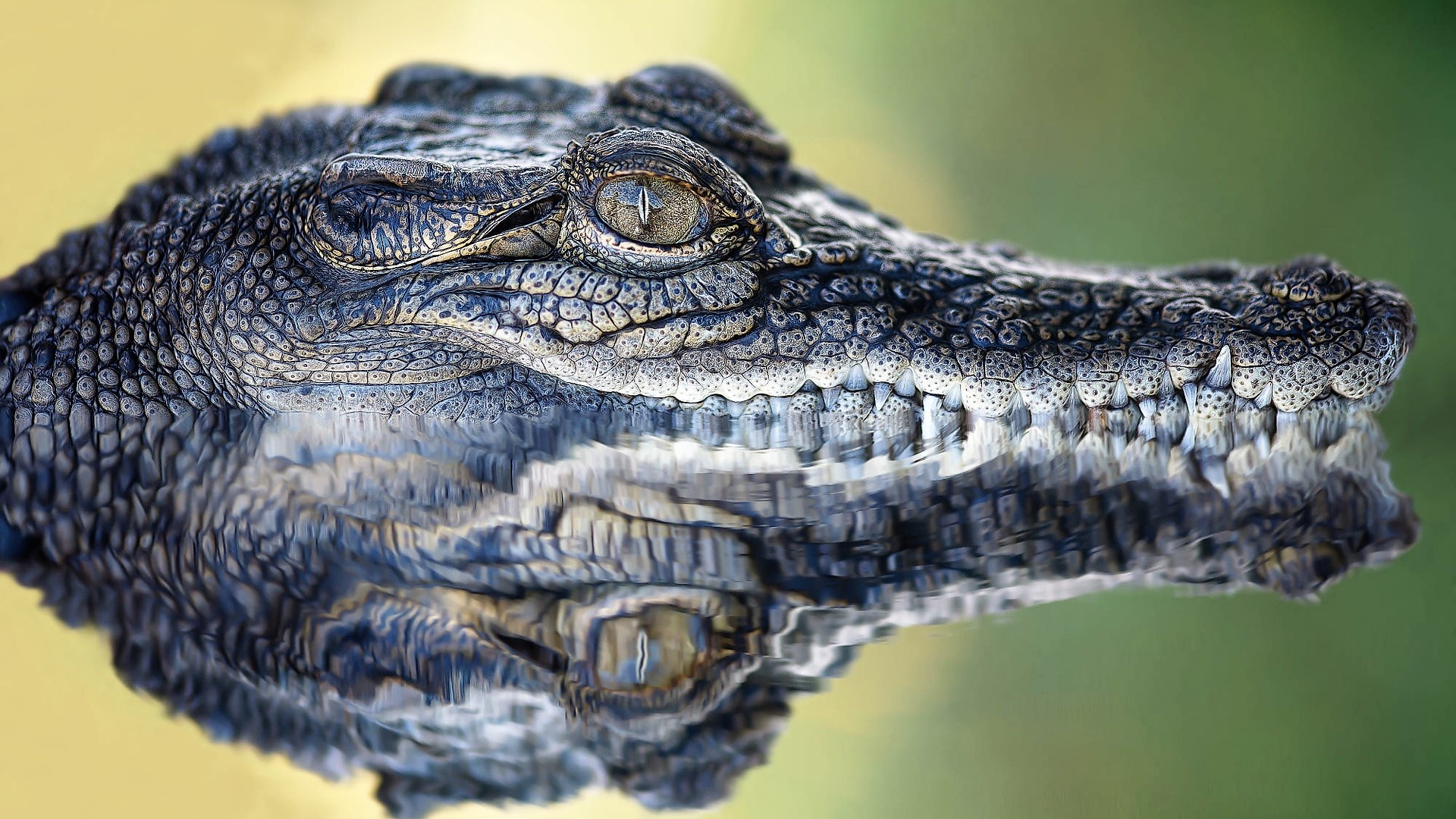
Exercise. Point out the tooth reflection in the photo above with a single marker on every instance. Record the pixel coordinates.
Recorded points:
(631, 596)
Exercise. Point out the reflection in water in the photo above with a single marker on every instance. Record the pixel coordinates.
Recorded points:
(520, 610)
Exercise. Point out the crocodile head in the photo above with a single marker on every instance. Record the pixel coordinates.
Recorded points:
(469, 243)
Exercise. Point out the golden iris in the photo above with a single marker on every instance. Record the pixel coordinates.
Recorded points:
(653, 210)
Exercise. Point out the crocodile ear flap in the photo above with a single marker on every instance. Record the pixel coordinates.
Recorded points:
(704, 107)
(459, 89)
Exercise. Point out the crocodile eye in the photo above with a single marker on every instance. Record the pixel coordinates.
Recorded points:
(653, 210)
(654, 649)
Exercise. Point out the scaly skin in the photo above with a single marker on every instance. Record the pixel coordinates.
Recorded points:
(525, 608)
(406, 254)
(615, 502)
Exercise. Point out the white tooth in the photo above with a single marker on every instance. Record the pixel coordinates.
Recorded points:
(952, 397)
(1222, 371)
(1285, 422)
(1120, 394)
(1266, 397)
(1166, 387)
(929, 428)
(1213, 472)
(881, 395)
(906, 384)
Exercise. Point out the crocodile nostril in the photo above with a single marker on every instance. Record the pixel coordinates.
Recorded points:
(1308, 280)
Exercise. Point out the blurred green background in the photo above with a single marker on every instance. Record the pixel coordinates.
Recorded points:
(1114, 131)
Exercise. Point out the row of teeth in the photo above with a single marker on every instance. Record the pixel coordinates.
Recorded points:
(1288, 387)
(889, 420)
(1206, 406)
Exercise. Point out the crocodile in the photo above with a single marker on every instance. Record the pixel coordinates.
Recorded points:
(514, 436)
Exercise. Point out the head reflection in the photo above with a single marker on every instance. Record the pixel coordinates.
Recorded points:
(522, 610)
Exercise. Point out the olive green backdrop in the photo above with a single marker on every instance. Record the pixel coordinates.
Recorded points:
(1114, 131)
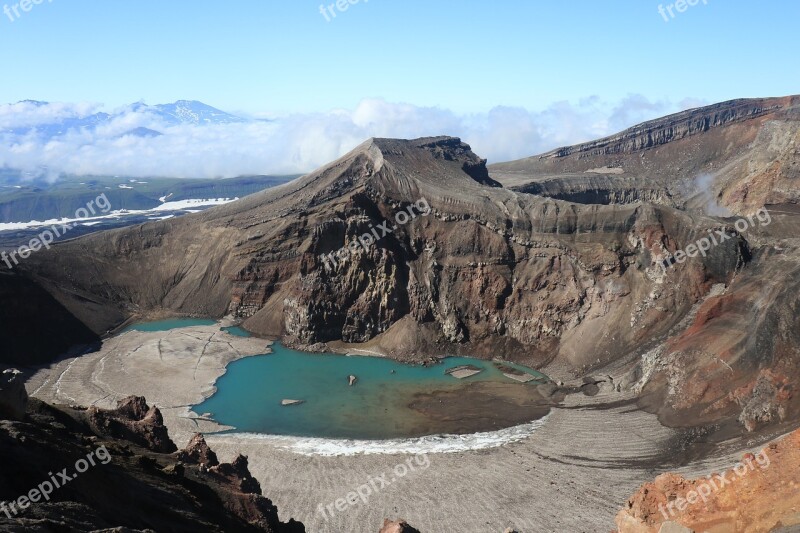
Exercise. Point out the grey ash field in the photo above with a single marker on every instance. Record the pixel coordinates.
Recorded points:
(550, 261)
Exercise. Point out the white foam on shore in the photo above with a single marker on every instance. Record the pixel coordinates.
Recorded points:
(429, 444)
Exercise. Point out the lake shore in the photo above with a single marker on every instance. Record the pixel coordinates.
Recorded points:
(571, 472)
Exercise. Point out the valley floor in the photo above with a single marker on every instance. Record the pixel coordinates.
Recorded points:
(572, 474)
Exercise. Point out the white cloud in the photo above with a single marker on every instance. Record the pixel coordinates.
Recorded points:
(297, 143)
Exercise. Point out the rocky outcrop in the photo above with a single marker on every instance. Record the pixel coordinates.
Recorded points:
(128, 487)
(604, 190)
(483, 270)
(757, 494)
(13, 396)
(135, 421)
(197, 452)
(399, 526)
(678, 126)
(732, 157)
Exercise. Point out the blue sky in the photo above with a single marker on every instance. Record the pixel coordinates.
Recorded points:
(468, 56)
(513, 78)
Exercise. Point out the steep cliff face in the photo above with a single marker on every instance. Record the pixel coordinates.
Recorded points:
(474, 268)
(734, 156)
(125, 485)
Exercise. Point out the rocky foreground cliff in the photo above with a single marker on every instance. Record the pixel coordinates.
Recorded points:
(566, 261)
(490, 271)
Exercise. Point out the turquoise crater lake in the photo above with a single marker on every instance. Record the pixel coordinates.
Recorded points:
(389, 400)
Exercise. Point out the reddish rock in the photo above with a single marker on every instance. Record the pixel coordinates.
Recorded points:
(757, 494)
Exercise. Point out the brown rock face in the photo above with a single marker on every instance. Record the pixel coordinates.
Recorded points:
(757, 494)
(400, 526)
(740, 155)
(483, 270)
(133, 420)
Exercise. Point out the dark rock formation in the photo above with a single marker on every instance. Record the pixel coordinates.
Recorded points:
(36, 327)
(197, 452)
(400, 526)
(133, 420)
(733, 156)
(13, 396)
(489, 270)
(130, 489)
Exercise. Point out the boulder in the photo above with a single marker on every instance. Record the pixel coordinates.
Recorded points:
(400, 526)
(13, 396)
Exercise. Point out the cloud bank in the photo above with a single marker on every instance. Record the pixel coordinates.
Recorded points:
(290, 144)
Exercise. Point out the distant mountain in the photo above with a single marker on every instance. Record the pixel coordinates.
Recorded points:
(27, 200)
(182, 112)
(193, 112)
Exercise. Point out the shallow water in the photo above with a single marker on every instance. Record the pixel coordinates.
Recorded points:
(249, 395)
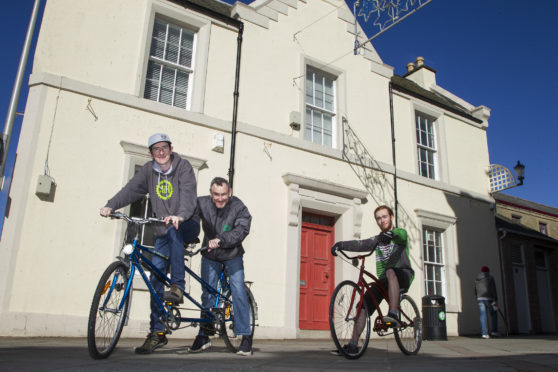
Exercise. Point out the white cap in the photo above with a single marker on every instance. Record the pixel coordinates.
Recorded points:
(158, 137)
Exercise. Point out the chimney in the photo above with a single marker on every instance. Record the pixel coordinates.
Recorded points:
(421, 74)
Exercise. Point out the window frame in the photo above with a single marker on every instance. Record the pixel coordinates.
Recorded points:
(439, 263)
(198, 24)
(434, 151)
(446, 225)
(543, 228)
(176, 67)
(322, 110)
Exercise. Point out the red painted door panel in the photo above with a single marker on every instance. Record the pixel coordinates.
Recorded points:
(316, 276)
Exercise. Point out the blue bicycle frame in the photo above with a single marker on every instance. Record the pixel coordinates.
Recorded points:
(136, 258)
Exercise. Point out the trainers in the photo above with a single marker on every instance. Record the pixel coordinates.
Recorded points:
(392, 320)
(153, 341)
(245, 347)
(348, 349)
(200, 344)
(174, 294)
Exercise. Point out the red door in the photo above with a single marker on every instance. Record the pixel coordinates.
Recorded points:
(316, 273)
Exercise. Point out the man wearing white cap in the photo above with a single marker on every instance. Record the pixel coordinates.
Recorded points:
(171, 184)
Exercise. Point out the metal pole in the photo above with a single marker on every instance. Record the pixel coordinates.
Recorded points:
(8, 126)
(396, 206)
(235, 105)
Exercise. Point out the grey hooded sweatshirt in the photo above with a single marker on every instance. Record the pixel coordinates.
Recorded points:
(173, 193)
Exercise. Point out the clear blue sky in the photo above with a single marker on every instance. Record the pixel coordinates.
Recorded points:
(499, 53)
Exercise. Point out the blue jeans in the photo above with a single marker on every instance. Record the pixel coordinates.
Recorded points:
(210, 272)
(483, 306)
(171, 245)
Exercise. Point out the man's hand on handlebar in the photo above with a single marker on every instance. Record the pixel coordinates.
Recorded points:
(213, 244)
(336, 247)
(105, 211)
(174, 220)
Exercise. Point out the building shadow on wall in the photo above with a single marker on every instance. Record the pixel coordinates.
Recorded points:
(475, 245)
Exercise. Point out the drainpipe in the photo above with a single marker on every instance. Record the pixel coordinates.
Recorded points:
(8, 127)
(393, 153)
(235, 104)
(502, 277)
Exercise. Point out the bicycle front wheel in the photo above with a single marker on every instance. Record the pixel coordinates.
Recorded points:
(109, 311)
(409, 335)
(227, 322)
(344, 324)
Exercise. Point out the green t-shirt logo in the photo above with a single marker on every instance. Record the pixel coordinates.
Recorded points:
(164, 189)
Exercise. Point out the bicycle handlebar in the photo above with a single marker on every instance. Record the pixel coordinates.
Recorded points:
(135, 220)
(357, 256)
(194, 252)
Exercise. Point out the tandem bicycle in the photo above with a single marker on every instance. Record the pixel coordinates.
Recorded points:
(112, 300)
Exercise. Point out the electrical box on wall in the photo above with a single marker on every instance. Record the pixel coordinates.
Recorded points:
(45, 185)
(294, 120)
(218, 144)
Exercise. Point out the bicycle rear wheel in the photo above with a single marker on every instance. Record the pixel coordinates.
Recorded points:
(409, 335)
(227, 322)
(109, 310)
(343, 323)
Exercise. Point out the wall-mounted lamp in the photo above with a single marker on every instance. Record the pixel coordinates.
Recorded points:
(501, 177)
(520, 172)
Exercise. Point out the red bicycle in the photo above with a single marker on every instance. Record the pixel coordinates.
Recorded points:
(349, 321)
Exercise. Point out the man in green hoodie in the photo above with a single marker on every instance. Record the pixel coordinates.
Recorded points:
(171, 184)
(393, 268)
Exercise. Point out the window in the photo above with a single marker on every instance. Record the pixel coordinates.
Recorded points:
(433, 261)
(320, 108)
(426, 146)
(170, 68)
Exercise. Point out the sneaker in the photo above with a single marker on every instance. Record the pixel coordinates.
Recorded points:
(245, 347)
(153, 341)
(349, 349)
(174, 294)
(200, 344)
(392, 320)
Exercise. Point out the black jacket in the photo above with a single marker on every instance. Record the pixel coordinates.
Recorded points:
(231, 224)
(485, 288)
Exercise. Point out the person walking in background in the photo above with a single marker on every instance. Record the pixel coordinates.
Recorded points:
(487, 299)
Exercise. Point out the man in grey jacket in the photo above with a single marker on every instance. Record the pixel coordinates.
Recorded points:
(225, 222)
(485, 290)
(171, 184)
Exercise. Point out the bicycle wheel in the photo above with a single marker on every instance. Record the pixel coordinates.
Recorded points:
(409, 335)
(342, 322)
(109, 311)
(227, 322)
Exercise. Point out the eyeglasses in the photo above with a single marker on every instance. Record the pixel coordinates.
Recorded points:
(160, 149)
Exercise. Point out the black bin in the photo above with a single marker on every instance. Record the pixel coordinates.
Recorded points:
(434, 318)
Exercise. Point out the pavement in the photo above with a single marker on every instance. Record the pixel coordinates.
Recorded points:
(514, 353)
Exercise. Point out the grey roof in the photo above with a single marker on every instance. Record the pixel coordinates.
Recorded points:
(401, 84)
(527, 204)
(215, 8)
(506, 224)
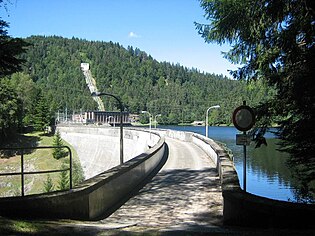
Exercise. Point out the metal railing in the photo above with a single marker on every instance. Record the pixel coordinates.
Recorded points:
(23, 173)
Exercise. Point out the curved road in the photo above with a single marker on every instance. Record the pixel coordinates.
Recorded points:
(185, 194)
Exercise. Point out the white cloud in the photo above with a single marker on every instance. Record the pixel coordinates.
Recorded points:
(133, 35)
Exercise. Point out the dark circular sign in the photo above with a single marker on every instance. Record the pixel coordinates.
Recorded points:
(243, 118)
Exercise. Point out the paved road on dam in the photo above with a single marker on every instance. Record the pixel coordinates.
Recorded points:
(185, 194)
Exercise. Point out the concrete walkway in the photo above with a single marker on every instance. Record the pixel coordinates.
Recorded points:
(184, 194)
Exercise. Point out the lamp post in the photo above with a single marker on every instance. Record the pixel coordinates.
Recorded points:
(94, 94)
(144, 112)
(213, 107)
(155, 120)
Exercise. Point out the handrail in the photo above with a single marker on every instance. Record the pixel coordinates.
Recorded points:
(22, 173)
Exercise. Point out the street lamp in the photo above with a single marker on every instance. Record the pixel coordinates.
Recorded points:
(155, 120)
(96, 94)
(213, 107)
(144, 112)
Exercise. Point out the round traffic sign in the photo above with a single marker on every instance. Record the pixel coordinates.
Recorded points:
(243, 118)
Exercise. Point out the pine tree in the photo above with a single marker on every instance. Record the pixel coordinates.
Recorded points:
(64, 178)
(48, 185)
(57, 142)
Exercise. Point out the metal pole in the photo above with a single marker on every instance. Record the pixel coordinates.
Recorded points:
(244, 166)
(207, 122)
(22, 173)
(216, 106)
(121, 135)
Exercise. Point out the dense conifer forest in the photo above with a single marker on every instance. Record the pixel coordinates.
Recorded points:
(51, 80)
(180, 94)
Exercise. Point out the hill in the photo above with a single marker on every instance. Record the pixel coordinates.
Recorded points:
(180, 94)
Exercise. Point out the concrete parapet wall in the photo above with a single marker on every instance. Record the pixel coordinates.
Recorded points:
(98, 147)
(244, 209)
(95, 197)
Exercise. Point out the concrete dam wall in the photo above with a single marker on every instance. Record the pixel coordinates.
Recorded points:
(98, 196)
(98, 147)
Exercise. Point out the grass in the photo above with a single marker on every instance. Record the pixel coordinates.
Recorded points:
(37, 160)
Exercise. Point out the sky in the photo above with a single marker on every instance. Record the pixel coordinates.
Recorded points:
(162, 28)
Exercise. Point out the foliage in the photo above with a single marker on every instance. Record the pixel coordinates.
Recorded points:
(10, 49)
(57, 142)
(180, 94)
(63, 183)
(78, 174)
(42, 116)
(274, 40)
(48, 185)
(10, 109)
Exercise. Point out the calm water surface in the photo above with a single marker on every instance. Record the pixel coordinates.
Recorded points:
(267, 173)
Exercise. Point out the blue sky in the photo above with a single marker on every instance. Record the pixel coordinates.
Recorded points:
(162, 28)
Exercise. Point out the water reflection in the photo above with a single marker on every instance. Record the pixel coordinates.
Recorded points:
(267, 172)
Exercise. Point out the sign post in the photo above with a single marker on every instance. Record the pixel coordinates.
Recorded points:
(243, 119)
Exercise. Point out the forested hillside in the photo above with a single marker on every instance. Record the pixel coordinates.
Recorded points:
(180, 94)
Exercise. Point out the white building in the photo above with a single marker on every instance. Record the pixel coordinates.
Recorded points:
(85, 66)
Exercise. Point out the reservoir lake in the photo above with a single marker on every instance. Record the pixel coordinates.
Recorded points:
(267, 172)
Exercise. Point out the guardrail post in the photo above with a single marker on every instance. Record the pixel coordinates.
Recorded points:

■ ■ ■ ■

### Work instructions
Check each line of the listing above for the string "reflection" and return those that contain it.

### Answer to the exercise
Exercise. Point out the tooth reflection in the photo above with a single marker on every instance. Record the pixel coordinates.
Exercise. Point out the reflection in water in the photo above with a single marker on every instance. Record the pixel coordinates.
Exercise. Point out the head reflection in the photo above with a single marker on every instance. Record the pixel coordinates.
Exercise. Point out the water reflection in the photo above with a single marker on every instance. Record the pixel coordinates.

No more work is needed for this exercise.